• AIM OF THE EXERCISE
Omit the pictures, then reproduce every remaining record exactly.

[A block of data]
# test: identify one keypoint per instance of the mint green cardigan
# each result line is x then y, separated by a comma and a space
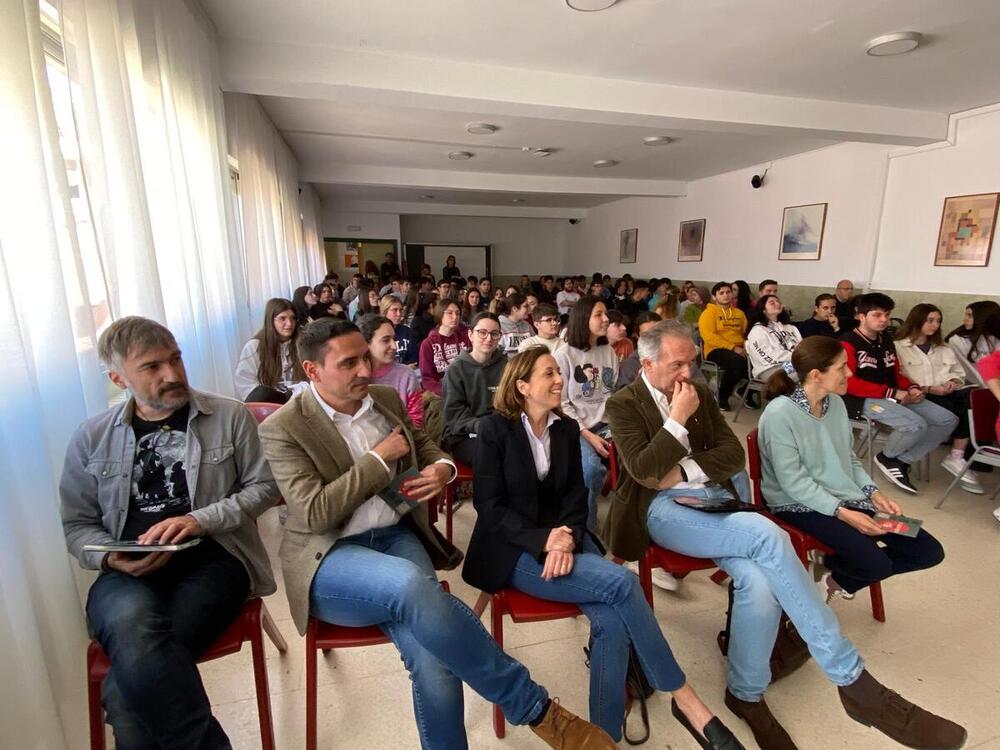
809, 461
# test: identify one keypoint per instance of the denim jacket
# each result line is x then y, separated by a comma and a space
229, 482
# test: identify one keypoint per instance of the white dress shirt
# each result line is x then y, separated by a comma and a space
696, 477
541, 447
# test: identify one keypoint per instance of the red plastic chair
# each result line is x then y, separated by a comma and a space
521, 607
326, 636
801, 541
464, 475
983, 409
248, 626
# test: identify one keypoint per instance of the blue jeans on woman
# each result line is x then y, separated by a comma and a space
384, 577
153, 628
767, 578
612, 599
594, 475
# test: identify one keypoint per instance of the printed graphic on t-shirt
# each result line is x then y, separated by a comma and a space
159, 480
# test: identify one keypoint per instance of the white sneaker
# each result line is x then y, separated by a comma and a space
969, 480
661, 578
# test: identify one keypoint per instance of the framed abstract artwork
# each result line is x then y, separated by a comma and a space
691, 240
802, 232
629, 245
966, 232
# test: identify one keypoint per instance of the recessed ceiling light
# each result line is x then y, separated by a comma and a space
481, 128
895, 44
590, 5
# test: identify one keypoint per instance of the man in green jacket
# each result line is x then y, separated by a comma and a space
673, 442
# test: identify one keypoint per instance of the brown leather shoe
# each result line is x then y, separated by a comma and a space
870, 703
770, 735
565, 730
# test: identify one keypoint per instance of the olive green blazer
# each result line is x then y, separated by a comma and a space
646, 452
323, 486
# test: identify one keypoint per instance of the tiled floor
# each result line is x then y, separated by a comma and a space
938, 647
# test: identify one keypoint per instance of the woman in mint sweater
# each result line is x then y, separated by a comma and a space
811, 478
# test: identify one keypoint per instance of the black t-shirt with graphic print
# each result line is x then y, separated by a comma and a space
159, 477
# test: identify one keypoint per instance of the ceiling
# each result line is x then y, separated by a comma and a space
372, 96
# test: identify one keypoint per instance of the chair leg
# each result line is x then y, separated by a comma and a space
260, 680
267, 622
311, 688
878, 607
496, 620
96, 718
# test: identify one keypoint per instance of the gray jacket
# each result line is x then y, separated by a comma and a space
229, 482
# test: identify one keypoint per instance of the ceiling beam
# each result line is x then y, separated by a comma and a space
291, 70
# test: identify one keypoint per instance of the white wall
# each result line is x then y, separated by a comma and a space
919, 181
532, 246
373, 226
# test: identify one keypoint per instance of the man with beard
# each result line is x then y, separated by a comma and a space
167, 465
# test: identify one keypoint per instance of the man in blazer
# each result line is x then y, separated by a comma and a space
673, 442
358, 547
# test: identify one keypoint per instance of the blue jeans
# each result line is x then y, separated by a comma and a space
384, 577
767, 577
917, 429
152, 629
594, 474
613, 601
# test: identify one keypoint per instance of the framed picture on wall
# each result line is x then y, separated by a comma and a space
691, 240
802, 232
966, 232
629, 245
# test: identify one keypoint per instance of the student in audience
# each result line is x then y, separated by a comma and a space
885, 395
591, 368
356, 554
977, 336
926, 360
512, 311
303, 300
450, 269
628, 368
269, 365
169, 464
824, 320
546, 322
772, 339
469, 385
567, 297
531, 535
812, 480
442, 345
844, 294
672, 443
618, 335
721, 326
636, 301
380, 335
407, 346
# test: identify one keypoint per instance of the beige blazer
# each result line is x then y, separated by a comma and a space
323, 486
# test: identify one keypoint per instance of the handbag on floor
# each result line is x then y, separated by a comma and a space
637, 688
789, 653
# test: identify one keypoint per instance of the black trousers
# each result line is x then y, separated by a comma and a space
858, 561
734, 369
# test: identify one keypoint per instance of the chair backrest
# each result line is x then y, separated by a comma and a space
983, 409
753, 466
261, 410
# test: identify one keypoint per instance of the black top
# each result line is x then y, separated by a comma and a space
515, 511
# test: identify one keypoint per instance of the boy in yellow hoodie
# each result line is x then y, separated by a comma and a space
723, 332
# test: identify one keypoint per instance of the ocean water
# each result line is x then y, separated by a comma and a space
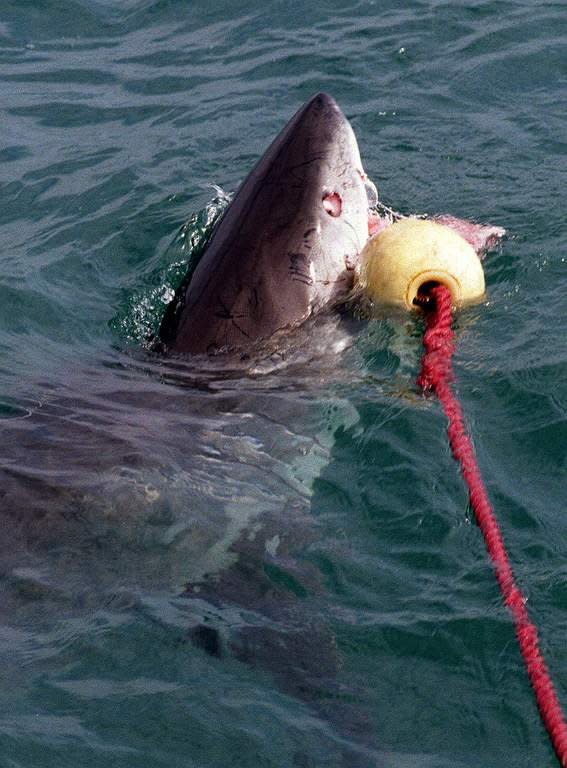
277, 567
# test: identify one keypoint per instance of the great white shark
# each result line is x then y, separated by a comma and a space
286, 247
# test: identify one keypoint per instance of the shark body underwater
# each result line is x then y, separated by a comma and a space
121, 484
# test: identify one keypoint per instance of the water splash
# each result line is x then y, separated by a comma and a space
137, 321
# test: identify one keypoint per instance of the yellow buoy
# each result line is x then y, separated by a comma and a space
412, 252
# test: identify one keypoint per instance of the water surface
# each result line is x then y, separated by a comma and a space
311, 515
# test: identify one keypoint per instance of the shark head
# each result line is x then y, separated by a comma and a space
287, 246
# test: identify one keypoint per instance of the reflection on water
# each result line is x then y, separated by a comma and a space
271, 566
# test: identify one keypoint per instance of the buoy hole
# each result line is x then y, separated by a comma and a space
423, 298
333, 204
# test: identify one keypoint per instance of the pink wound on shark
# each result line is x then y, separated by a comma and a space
333, 204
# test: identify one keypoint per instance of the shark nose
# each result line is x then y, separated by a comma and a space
371, 193
333, 204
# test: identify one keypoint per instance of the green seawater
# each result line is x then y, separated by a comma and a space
278, 567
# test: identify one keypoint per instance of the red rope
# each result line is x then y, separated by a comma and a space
436, 375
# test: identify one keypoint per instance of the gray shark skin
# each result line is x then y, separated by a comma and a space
287, 245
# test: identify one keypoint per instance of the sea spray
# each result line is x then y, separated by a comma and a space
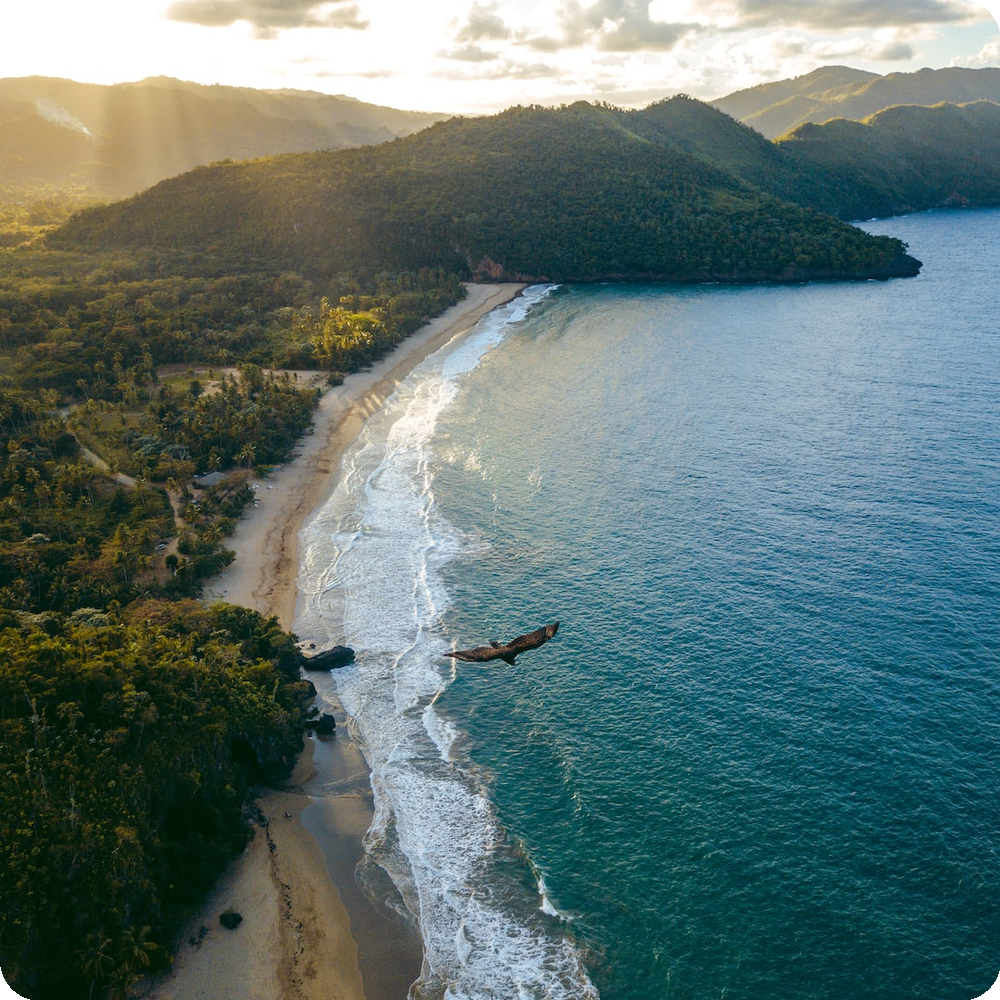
371, 577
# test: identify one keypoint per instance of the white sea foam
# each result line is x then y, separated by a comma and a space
371, 577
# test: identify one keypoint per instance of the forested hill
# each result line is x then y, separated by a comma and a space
116, 140
774, 109
572, 193
903, 159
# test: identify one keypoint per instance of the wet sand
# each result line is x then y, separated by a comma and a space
309, 932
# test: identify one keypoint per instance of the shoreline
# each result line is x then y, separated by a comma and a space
308, 931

• CORRECT ANSWER
# test: identify one keypoint per instance of the mint green cardigan
# each result line is x then y, separated by a comma and a space
809, 461
# test: identify one keypoint per instance of the denim jacket
# each result line is x then y, separated by a comma and a space
229, 482
# test: identify one keypoint per instance of the white dress shirt
# each result line is x then y, separated by a comma and a space
696, 477
541, 447
# test: identify one keypoint per instance of the red plastic chair
# each result line is x then y, separated by a comma and a space
521, 607
326, 636
801, 541
464, 475
983, 409
248, 626
# test: identify one keypoint per instance of the blue jeans on woman
# each result line is x then y, separated by a comma and a space
384, 577
153, 628
767, 578
612, 599
594, 475
# test: identify one keypoint per instance of the printed graphic on t-shirt
# each result line is x then y, separated by a comma and a space
159, 480
# test: identify one keypoint per instance of the white sneaker
# each result line is x then y, separated by a comma and a space
969, 480
661, 578
# test: identify one keypoint per instance of the framed abstract artwork
# each result line is x then y, separated by a comma and a space
691, 240
802, 232
629, 245
966, 232
# test: identify one keypoint per instance of the recessed ceiling light
# each result line is x then y, separated by a comma and a space
481, 128
895, 44
590, 5
# test: identify one keypoint per instance of the man in green jacket
# each result line is x then y, separated by a comma and a space
673, 442
# test: identify one keypoint per instance of the brown leather shoe
# each result line is x then y, separated by a comma and a space
870, 703
770, 735
565, 730
# test: identify one keypoint per instance of the olive green blazer
# each result line is x then y, separated by a comma and a space
646, 452
323, 486
# test: identify one keypoint per instance of the tiled floor
# each result line is x then y, separated by a comma and a space
938, 647
# test: identify one keypoint per instance of the woman in mint sweater
# each result line is x then y, separated by a comma and a space
811, 478
# test: identify one keypoint per instance of the black t-shirt with graphic print
# each result line is x then y, separated by a comma and a space
159, 477
# test: identify one keypoint per instance of the ceiling
# each result line is x then y, separated by a comma and a space
372, 96
# test: identify one keypoint per instance of the chair leg
# each result line is x then y, separated by a comma and a space
260, 680
267, 622
311, 688
878, 607
496, 620
96, 718
# test: identify one keypoint per instance of the gray jacket
# each result line is x then y, separated by a comma and a space
229, 482
# test: identify one keypoint per instance of the ceiling beam
# each result line is x then y, separated by a comma and a space
291, 70
# test: identify one keypoint per instance of the white wall
# each result line is x then y, separated by a comma and a space
919, 181
532, 246
373, 226
# test: identify one keypoint per instance of the man with beard
# each result line is x then y, separated by a comma and a space
167, 465
# test: identify one keypoint per instance of the man in blazer
# each result line is x then y, separated by a comma and a space
673, 442
358, 547
# test: identify one keypoint per instance of the blue jeans
# each result line is x then y, separated by a comma and a space
384, 577
767, 577
917, 429
152, 629
594, 474
613, 601
# test: identify one keypoint per instance of the framed picture on wall
# each result line is x then y, separated by a comma and a space
691, 240
802, 232
966, 232
629, 245
# test: identify one keypoint per instance of the student in audience
# each result line is x then y, separated by a comma and a space
885, 395
591, 368
356, 554
977, 336
926, 360
512, 311
303, 300
450, 269
628, 368
269, 365
169, 464
824, 320
546, 322
772, 339
469, 385
567, 297
531, 535
812, 480
442, 345
844, 294
672, 443
618, 335
721, 326
636, 301
380, 335
407, 346
# test: identify one keypoint per instance of the beige blazer
# each result line is x then y, separated by a comma and a space
323, 486
# test: identify one keypoint per instance of the handbag on floor
# each result line is x then y, separated by a comma and a space
637, 688
789, 653
# test: identify one keypoint per instance of the black trousers
# each result line is x then y, separated by a comma and a space
858, 561
734, 369
# test: identify one keypoint per instance of the chair backrest
# each result line is x then y, separated by a comma and a space
983, 409
753, 466
261, 410
# test: identify one keypoint per instance of the black top
# each result line is x then y, separated by a comma and a space
515, 511
# test: identify one keypoint per instance of the boy in yellow hoodie
# each result line is x then y, separated by a comma and a space
723, 332
# test: identify one keypoint per instance of the ocean water
# each result line is x then y, separated by a comma and a space
277, 567
# test: identify one keypoint per instance of the great white shark
# each result line is x then y, separated by a comma and a space
286, 247
# test: identify one keypoint per instance of the shark body underwater
# each result line is x then y, separated by a comma and a space
121, 484
# test: identify one keypoint per instance of the water splash
# each result line is x then y, separated by a comma and a space
137, 321
# test: identify one keypoint per instance of the yellow buoy
# each result line is x then y, separated by a comma and a space
412, 252
# test: identify one keypoint per instance of the water surface
# each result line is x then y, separated by a comma and a space
311, 515
# test: identify one keypoint per instance of the shark head
# each result line is x then y, separated by a comma and a space
287, 246
# test: identify one keypoint per instance of the reflection on water
# each result line is x then y, separated by a comma and a space
271, 566
# test: identify one keypoint per instance of the buoy hole
# each result line is x then y, separated by a comma and a space
423, 298
333, 204
# test: identify one keypoint per instance of the pink wound on shark
# each result line is x then y, separated by a comma and a space
333, 204
# test: identify one keypoint per instance of the shark nose
# each result line is x then y, separated by a comma and a space
371, 193
333, 204
# test: identify one keypoint per instance of the green seawater
# each result line is x then y, separated by a comma and a space
278, 567
# test: identify one keypoint per instance of the red rope
# each result line is x then y, separated by a comma and a space
436, 375
# test: identify one keypoint per instance of the gray shark skin
# each result line is x then y, separated by a comma and a space
287, 245
# test: identify one keypoint per instance of the sea spray
# each result line is x then y, separated by a comma and a space
371, 577
# test: identify one keypoint per instance of the white sea foam
# each result line is x then y, separated by a comma and a space
371, 577
# test: identify one keypoint per instance of the forested hill
# each result line is x then y, separated by a comma and a space
116, 140
774, 109
572, 193
903, 159
# test: identify one keypoint per instance of the wet sand
# each result line is x then y, separated by a comma and a space
309, 932
# test: identify one keypoint per instance of the shoreline
# each result line is x then y, separated by a comma and a space
308, 931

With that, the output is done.